> Trecho fornecido

========

Invadindo o Pavilhão dos Grandes
Em uma reunião com os dirigentes de todos os times, o presidente do Corinthians falou que era fácil decidir quem seria o campeão: era só jogar uma moeda para o alto. Se der cara, é o Corinthians, se der coroa é o Palmeiras. Ao ser questionado pelo dirigente do São Paulo quanto ao seu time, ele respondeu: Se parar no ar é a Portuguesa, se cair em pé é o São Paulo.
A década de 40 foi incrível para o São Paulo. Desde que Friedenreich se apostentou, em 1936, aos 43 anos, o time buscava um grande ídolo. E em 1942 ele chegou: o Homem Borracha, o Diamante Negro, Leônidas da Silva, de 29 anos. Pagou-se 200 contos de réis por ele ao Flamengo, a maior transação entre times sul americanos até então. Era tido como um jogador acabado, e queria provar que não era nada disso.
Foi organizado um amistoso no Pacaembu, contra o Corinthians, para sua estréia. O time empatou por 3 a 3, com atuação apagada do craque. O impressionante mesmo foi o público: 70 mil pessoas, um recorde até hoje. E uma piada castigou os são paulinos. Diziam que Brandão, volante corintiano, havia sido preso. Motivo? Foi pego com um diamante no bolso.
Antes de engrenar, o São Paulo apostou em um novo jogador. Antônio Sastre, de 32 anos, veio do Independiente. Era um dos astros da Seleção Argentina. Porém, sua estréia, assim como a de Leônidas, foi ruim: 3 a 1 para o Fluminense, no Estádio das Laranjeiras. Depois, perdeu por 2 a 1 para o Corinthians e passou a ser chamado de Antônio DESASTRE, por rivais, mesmo sendo o grande astro da Seleção Argentina, que eram os reis do futebol naquela época, ao lado do Uruguai.
Rapidamente, porém, percebeu-se que o desastre seria para os adversários. Com um futebol adiantado para a época, se movimentava muito por todo o ataque e dava combate. Era um cultor do passe certo, dando passes milimétricos para Leônidas & CIA. Tinha bom drible e bom chute.

========

> Entradas fornecidas
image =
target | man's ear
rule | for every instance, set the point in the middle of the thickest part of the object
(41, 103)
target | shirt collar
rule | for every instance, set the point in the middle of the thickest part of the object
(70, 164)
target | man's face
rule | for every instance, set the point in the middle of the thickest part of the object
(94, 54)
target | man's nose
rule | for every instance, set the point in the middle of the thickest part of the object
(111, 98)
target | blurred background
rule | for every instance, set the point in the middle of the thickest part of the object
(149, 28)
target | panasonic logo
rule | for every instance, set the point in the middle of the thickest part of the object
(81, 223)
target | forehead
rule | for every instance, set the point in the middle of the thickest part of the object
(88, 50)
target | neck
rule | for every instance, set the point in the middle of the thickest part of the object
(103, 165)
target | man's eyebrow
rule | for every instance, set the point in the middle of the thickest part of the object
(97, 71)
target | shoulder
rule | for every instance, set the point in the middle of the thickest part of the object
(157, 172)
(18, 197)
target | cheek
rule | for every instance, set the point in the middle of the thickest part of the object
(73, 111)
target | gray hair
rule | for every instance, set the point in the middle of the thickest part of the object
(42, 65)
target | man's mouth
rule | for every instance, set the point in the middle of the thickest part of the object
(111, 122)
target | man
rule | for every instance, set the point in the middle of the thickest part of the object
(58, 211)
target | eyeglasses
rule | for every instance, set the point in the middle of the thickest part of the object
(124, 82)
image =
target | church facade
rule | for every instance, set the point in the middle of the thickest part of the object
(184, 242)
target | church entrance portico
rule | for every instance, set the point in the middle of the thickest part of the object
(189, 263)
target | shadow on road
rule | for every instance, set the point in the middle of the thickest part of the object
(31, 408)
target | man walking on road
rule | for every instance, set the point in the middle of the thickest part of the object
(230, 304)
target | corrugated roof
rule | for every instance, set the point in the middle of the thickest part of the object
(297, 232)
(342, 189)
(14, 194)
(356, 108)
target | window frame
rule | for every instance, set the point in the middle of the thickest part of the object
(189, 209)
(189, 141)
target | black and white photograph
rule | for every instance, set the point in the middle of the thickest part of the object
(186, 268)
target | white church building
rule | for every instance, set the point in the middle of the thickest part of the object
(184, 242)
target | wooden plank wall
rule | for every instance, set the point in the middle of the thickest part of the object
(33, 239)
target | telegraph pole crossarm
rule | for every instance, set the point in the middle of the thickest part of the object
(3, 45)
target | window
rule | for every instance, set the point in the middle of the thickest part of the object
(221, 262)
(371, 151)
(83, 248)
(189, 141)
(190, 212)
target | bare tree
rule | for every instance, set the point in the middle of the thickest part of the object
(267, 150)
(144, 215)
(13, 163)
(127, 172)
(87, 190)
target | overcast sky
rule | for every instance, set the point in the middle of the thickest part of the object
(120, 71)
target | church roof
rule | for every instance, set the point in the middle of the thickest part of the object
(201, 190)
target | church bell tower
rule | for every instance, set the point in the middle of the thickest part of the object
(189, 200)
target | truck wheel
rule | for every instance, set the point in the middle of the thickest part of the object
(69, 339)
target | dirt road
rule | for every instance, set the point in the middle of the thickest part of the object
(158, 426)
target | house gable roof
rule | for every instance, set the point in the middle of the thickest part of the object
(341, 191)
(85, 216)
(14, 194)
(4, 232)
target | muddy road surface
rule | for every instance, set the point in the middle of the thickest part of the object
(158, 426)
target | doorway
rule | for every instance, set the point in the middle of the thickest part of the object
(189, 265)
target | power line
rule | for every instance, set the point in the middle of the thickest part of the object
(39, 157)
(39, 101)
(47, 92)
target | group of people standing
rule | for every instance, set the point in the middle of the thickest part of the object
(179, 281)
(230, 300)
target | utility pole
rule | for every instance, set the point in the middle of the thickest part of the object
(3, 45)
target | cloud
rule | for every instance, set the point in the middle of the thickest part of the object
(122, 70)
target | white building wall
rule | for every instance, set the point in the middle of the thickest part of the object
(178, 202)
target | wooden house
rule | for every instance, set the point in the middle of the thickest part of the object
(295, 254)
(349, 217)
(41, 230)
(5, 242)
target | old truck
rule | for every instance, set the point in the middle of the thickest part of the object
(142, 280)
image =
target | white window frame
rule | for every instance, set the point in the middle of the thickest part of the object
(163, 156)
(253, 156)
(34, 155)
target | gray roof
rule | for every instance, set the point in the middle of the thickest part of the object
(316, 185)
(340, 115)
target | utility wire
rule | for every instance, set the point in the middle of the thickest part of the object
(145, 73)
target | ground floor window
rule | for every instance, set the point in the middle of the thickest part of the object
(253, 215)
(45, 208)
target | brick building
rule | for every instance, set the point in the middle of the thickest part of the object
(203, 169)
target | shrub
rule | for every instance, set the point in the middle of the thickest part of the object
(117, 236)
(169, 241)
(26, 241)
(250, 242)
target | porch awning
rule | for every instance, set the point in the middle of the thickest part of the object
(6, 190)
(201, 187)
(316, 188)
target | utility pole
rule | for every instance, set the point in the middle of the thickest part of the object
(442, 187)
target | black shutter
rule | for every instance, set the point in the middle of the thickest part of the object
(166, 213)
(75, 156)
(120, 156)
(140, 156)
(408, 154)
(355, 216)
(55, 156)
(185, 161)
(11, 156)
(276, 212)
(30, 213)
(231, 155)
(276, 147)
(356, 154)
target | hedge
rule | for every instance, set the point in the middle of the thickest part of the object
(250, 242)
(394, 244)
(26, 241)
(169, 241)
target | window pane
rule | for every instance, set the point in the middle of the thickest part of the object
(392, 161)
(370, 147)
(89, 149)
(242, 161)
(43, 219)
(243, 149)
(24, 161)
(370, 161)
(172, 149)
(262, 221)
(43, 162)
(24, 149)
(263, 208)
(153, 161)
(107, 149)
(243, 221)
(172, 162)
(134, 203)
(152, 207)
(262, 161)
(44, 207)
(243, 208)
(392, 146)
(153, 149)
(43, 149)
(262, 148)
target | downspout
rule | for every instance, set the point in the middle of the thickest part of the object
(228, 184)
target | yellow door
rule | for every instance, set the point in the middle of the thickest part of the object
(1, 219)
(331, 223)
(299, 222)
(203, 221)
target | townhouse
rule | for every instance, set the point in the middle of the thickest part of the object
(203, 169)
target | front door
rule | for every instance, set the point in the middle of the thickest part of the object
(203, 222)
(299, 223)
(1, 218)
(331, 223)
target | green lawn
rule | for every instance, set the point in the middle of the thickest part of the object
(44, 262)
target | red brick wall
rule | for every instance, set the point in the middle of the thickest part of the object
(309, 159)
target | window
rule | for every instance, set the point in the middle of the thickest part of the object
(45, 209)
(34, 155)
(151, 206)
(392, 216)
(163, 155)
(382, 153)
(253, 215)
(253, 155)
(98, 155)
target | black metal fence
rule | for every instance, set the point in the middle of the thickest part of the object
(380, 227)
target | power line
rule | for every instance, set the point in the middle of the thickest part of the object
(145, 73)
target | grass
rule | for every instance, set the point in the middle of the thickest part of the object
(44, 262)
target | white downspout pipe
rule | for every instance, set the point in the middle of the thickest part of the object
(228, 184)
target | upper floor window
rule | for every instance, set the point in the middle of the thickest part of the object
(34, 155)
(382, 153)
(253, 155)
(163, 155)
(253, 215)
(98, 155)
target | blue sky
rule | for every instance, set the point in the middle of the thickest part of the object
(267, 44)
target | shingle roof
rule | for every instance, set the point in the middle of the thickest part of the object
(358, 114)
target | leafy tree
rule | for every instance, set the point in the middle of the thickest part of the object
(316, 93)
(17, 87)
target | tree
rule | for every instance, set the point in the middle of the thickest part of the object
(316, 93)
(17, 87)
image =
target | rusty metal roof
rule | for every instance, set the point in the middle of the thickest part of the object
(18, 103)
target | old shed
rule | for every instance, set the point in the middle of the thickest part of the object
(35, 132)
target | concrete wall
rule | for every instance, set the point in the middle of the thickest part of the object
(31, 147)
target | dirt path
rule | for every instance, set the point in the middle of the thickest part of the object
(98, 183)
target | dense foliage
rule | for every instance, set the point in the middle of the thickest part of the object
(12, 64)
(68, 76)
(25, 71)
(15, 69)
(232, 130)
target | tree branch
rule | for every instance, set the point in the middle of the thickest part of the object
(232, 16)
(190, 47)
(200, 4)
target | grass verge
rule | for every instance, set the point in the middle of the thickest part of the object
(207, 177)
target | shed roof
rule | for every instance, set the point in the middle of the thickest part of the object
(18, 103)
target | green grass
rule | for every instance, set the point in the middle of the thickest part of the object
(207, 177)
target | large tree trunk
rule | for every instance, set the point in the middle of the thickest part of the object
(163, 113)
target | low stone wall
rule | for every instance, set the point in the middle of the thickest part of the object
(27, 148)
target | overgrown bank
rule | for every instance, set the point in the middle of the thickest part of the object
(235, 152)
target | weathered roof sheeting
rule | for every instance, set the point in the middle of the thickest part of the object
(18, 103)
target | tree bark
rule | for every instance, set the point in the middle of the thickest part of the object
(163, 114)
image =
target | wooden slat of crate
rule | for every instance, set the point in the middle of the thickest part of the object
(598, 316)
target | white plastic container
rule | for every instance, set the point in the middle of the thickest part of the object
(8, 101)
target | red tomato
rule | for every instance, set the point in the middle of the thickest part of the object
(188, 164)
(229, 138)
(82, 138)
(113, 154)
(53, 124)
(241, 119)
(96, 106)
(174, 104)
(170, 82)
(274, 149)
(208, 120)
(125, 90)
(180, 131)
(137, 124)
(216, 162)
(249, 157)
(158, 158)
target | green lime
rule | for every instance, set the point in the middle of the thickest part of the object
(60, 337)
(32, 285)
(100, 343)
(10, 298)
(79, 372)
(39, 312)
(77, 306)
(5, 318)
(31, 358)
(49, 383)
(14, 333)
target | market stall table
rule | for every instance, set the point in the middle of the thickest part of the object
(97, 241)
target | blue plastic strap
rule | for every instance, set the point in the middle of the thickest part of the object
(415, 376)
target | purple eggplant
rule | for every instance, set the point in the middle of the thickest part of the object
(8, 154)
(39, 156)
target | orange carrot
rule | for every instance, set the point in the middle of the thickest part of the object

========

> Etapas do exercício
A: Apresente em forma de lista numerada as linhas das entradas, da linha que contém "target | white plastic container" até a última linha das entradas, ambas incluídas. Omita as linhas em branco.
B: Dê prosseguimento ao trecho sobre o São Paulo na década de 40 a partir do ponto em que ele termina.

> Resultados das tarefas
A:
1. target | white plastic container
2. rule | for every instance, set the point in the middle of the thickest part of the object
3. (8, 101)
4. target | red tomato
5. rule | for every instance, set the point in the middle of the thickest part of the object
6. (188, 164)
7. (229, 138)
8. (82, 138)
9. (113, 154)
10. (53, 124)
11. (241, 119)
12. (96, 106)
13. (174, 104)
14. (170, 82)
15. (274, 149)
16. (208, 120)
17. (125, 90)
18. (180, 131)
19. (137, 124)
20. (216, 162)
21. (249, 157)
22. (158, 158)
23. target | green lime
24. rule | for every instance, set the point in the middle of the thickest part of the object
25. (60, 337)
26. (32, 285)
27. (100, 343)
28. (10, 298)
29. (79, 372)
30. (39, 312)
31. (77, 306)
32. (5, 318)
33. (31, 358)
34. (49, 383)
35. (14, 333)
36. target | market stall table
37. rule | for every instance, set the point in the middle of the thickest part of the object
38. (97, 241)
39. target | blue plastic strap
40. rule | for every instance, set the point in the middle of the thickest part of the object
41. (415, 376)
42. target | purple eggplant
43. rule | for every instance, set the point in the middle of the thickest part of the object
44. (8, 154)
45. (39, 156)
46. target | orange carrot
47. rule | for every instance, set the point in the middle of the thickest part of the object

B:
Se quisessem lhe dar um apelido, seria bom ir estudar espanhol: Sastre em espanhol significa Alfaiate. E com esse estilo de jogo artesanal, em seu terceiro jogo a equipe goleou o Santos por 6 a 1, com gols de Leônidas (3), Remo (2) e Luisinho.
Em uma revanche contra o Fluminense, ele marcou seu primeiro gol, na vitória por 3 a 1. Depois, a Portuguesa Santista foi massacrada por 8 a 1, e várias vitórias seguidas começaram a aparecer: o Palmeiras caiu por 2 a 1, São Paulo Railway também, assim como Comercial da Capital e Ypiranga. O Jabaquara perdeu por 3 a 2 e a Portuguesa, 3 a 0.
Então, foi em um jogo contra a Portuguesa Santista que um jogador marcou o maior número de gols pelo São Paulo. Sastre fez 6 gols, aos 10 e aos 44 do primeiro tempo, depois aos 7, 28, 38 e 43 do segundo. Teixeirinha (2) e Luisinho completaram. Leônidas não jogou. E se jogasse?
Eram oito vitórias e vieram outras: Juventus perdeu por 3 a 2, Corinthians por 2 a 0 e Santos por 4 a 1. Agora era o jogo final. São Paulo e Palmeiras. Só em caso de derrota o São Paulo deixaria de ser campeão, sendo obrigado a disputar um jogo extra.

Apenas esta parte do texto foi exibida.